Detection examples
══════════
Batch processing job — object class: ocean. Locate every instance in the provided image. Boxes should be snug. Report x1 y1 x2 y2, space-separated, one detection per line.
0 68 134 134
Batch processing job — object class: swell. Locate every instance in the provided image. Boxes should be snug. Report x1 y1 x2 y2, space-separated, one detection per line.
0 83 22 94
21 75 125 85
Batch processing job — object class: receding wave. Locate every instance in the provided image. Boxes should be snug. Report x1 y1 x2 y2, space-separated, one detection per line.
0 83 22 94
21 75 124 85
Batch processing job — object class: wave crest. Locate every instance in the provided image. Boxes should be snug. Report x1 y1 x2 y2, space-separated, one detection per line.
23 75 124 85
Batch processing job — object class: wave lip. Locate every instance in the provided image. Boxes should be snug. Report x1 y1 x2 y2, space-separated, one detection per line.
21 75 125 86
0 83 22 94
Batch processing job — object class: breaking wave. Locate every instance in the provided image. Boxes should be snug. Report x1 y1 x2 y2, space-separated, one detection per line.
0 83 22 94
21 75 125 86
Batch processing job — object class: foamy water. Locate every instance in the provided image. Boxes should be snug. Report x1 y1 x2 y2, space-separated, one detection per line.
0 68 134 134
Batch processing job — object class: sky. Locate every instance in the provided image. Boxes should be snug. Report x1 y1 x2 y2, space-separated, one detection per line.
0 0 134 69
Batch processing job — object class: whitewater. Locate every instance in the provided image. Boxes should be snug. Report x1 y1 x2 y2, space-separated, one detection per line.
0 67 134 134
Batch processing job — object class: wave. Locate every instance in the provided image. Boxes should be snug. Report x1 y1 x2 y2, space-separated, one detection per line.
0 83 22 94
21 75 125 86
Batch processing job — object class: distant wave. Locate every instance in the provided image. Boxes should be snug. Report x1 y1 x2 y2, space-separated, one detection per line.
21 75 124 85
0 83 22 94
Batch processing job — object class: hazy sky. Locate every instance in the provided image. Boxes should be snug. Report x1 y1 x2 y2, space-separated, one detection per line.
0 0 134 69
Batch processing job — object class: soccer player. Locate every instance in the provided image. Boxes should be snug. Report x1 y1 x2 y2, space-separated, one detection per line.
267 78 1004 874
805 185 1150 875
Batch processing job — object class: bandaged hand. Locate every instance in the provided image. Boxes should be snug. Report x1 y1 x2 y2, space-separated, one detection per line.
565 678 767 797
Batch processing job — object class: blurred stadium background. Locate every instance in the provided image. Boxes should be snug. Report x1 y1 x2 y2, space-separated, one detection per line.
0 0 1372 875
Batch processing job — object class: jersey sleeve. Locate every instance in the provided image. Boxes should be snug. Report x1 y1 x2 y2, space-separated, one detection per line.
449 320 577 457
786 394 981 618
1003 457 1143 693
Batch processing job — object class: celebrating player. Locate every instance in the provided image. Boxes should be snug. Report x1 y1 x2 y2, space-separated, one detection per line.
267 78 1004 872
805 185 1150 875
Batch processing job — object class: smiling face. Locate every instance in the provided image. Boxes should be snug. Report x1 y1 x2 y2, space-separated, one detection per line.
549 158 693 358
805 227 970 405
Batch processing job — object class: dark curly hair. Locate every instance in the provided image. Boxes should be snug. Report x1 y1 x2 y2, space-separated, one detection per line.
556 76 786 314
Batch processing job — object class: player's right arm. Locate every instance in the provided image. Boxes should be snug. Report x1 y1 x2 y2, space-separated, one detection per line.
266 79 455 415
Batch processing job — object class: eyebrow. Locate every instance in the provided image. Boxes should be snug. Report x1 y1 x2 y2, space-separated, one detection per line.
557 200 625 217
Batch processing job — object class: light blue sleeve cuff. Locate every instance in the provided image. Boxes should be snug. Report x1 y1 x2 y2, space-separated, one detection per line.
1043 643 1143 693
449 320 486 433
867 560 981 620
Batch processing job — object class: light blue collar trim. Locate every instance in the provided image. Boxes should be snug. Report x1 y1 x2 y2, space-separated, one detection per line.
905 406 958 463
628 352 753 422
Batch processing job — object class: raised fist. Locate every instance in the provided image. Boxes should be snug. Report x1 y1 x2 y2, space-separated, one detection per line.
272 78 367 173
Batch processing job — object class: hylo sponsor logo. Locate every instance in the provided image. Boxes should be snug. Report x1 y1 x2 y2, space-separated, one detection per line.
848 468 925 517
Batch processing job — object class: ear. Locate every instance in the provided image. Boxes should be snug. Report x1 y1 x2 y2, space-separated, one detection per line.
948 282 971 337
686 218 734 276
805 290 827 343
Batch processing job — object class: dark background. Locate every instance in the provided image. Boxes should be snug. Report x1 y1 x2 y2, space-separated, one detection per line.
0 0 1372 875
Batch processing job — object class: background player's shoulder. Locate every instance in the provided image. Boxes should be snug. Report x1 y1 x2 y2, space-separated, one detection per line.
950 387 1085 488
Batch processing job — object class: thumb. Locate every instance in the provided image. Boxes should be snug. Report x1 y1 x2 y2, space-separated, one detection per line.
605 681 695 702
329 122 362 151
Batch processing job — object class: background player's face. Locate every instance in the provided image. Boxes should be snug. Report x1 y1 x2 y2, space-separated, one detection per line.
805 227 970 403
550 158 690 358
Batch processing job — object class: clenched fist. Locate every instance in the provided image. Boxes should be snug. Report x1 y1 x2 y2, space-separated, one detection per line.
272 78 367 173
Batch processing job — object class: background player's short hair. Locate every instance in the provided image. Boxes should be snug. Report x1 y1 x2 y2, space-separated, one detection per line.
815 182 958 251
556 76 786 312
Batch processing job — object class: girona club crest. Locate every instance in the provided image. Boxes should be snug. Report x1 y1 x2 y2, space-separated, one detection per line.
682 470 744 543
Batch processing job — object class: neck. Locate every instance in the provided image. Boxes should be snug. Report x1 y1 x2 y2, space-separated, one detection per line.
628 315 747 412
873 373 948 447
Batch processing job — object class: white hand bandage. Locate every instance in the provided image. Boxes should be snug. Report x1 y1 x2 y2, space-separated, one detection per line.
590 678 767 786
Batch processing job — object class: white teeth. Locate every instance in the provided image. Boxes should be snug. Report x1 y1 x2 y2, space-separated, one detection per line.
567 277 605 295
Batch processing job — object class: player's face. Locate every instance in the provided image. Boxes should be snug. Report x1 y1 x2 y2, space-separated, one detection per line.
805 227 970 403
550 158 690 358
══════════
**What you have to do**.
Update the rows above by replacing "snug" with "tight" wherever it occurs, and leave everything else as it is.

**Output for this exercise**.
Batch processing job — object class: ocean. Locate every instance in the provided image. Boxes should be tight. Report x1 y1 x2 y2, space-separated, one detection per line.
0 68 134 134
Batch processing job — object class: swell. Locate every instance in the provided image. Boxes should be tight. Report x1 y1 x2 y2, space-separated, one detection per line.
0 83 22 94
21 75 125 85
Batch processing job — object class: receding wave. Locate every instance in the provided image. Boxes should be tight. Report x1 y1 x2 y2, space-separated, one detection per line.
0 83 22 94
21 75 124 85
Batch processing job — object class: wave crest. Locate every instance in the provided image. Boxes should be tight. Report x1 y1 x2 y2, space-separated, one detection per line.
23 75 124 85
Batch processing job — object class: wave lip. Locate every instance in the provided image. Boxes should be tight. Report x1 y1 x2 y2, space-separated, one detection per line.
21 75 125 86
0 83 22 94
Batch processing job — object class: breaking wave. Locate every instance in the provided image. Boxes should be tight. Report x1 y1 x2 y2, space-separated, one detection per line.
0 83 22 94
21 75 125 86
Batch processing job — object class: foamy water. Locate every instance in the provided image. Boxes should be tight. Report x1 y1 x2 y2, space-separated, one detection per line.
0 68 134 134
Batch processing job — object class: sky. Locate every instance in the provided image. Boxes should be tight. Report x1 y1 x2 y2, space-separated, one detection per line.
0 0 134 69
Batch processing job — object class: whitewater. Locate every instance in the provided image. Boxes should be tight. Report x1 y1 x2 y2, space-separated, one detection per line.
0 67 134 134
Batch processing job — object class: wave. Locate every instance in the provided image. Boxes should be tight. Report x1 y1 x2 y2, space-separated, one detection per line.
0 83 22 94
21 75 125 86
Batch processing job — object class: distant wave. Locate every instance in the provided image. Boxes should be tight. Report x1 y1 x2 y2, space-separated, one detection per line.
21 75 124 85
0 83 22 94
Batch processing job — object class: hazy sky. Locate every instance in the provided image. Boxes should be tight. Report x1 y1 x2 y2, space-separated, one detection per line.
0 0 134 69
Batch processing job — object class: soccer player. Locate every instance in the provided image. Boxes should be tight. Report x1 y1 x2 y2, space-separated, one detection per line.
267 78 1004 874
805 185 1150 875
Batch processing job — object class: bandaged hand. Locate every instance in the provided image. Boxes should be tight. Report x1 y1 x2 y2, space-separated, one detection per line.
565 678 767 797
Batch processing job — object class: blurred stadium background. Locate every instance in the provided image. Boxes should be tight. Report x1 y1 x2 y2, space-separated, one detection per line.
0 0 1372 875
Batch processing job — object class: jersey sleeve. Locate every instance in the provided image. Boxes should be tight. Report x1 y1 x2 y2, space-separated, one detection per line.
449 320 577 457
786 394 981 618
1003 457 1143 693
Batch processing job — object class: celebrating player. Locate every instance in the provided image. Boxes should be tight. Report x1 y1 x2 y2, space-separated, one detection per line.
267 78 1004 872
805 185 1150 875
Batch processing job — object class: smiling face. Locate every instance in the provided image. Boxes should be tight. Report x1 y1 x2 y2, space-separated, one detection per line.
549 158 693 358
805 227 970 405
Batch processing job — object class: dark curly hair. Locate every instance in the provided image. Boxes should be tight. Report x1 y1 x2 y2, space-separated, one detection per line.
556 76 786 314
Batch processing job — object class: player's right arm. Locate every instance in the provided image. Boxes should be tight. Report x1 y1 x2 y2, space-separated, one detection per line.
266 79 455 415
Batch processing job — object class: eyebrow. Locate every instance in the provided image. Boxes should be tight. Report x1 y1 x2 y2, space-separated, one detection per line.
557 200 625 217
Batch processing job — object class: light blue sleeve cuff. Locate every instance in the provided image. Boxes should be tight. Report x1 y1 x2 y2, space-separated, one detection per line.
1043 643 1143 693
449 320 486 433
867 560 981 620
Batch processing job — object class: light blue collar trim. Locate every instance in the provided image. Boxes should be tight. Report x1 y1 x2 y2, space-separated, one detection per line.
905 406 958 463
628 352 753 422
Batch processing job — object class: raised fist. Locate every instance in the provided image. Boxes should be tight. Report x1 y1 x2 y2, space-separated, one detection per line.
272 78 367 173
Batch processing job — object class: hylo sponsor logo. Locate every instance in the provided image. Boxes should be tight. Report x1 y1 x2 y2, space-separated, one detection per line.
848 468 925 517
Batch processing job — object class: ear. Locate every instance in the provided image. Boxes should be tight. Report x1 y1 x2 y2, space-separated, one detection per line.
948 282 971 337
686 218 734 276
805 290 827 343
Batch processing job — object class: dark background. Locate every instance in the provided image. Boxes should be tight. Report x1 y1 x2 y2, space-separated, one detection per line.
0 0 1372 875
Batch processing job — object class: background player's shoulder. Locate every instance in the provided image. Boxes should be tight. Report x1 y1 x2 y2, space-separated, one detection per line.
950 387 1085 488
Batch processing job — object class: thumb. Locate every instance in the provided image. Boxes should be tight. Report x1 y1 x2 y2, space-separated, one detection per line.
605 681 695 702
329 122 362 151
Batch processing job — object class: background player's face. Locate every instance in the provided image. Boxes should be tight. Report x1 y1 x2 y2, space-separated, one detection per line.
805 227 970 403
550 158 690 358
Batch processing job — object class: clenched fist. Locate every instance in the provided image. Boxes should be tight. Report x1 y1 x2 y2, space-separated, one detection per line.
272 78 367 173
Batch processing job — object class: background player's short hair. Locate every instance in the provided image. Boxes should be tight. Report x1 y1 x2 y2, space-separated, one detection per line.
815 182 958 251
556 76 786 312
Batch processing job — object class: girona club crest. Locate every instance in the provided image. Boxes should be tight. Report x1 y1 x2 y2, space-separated, one detection per line.
682 470 744 543
Batch processing job — object class: neck. Locate every instance in the provided image. Boxes should be tight. Report x1 y1 x2 y2, space-separated, one detection per line.
628 315 747 412
873 373 948 447
Batch processing job — object class: white hand bandage. Locate every instance in the provided image. Boxes should be tight. Report x1 y1 x2 y2, space-separated, one detection per line.
590 678 767 786
Batch processing job — object class: white teeth. Locate every instance in the provided image. Boxes should be tight. Report x1 y1 x2 y2, space-separated, one detection per line.
567 277 605 295
Batch processing job — object class: player's face. Locate every instance in the provided image. Boxes should be tight. Report x1 y1 x2 y2, space-separated, one detection per line.
805 227 970 403
550 158 690 358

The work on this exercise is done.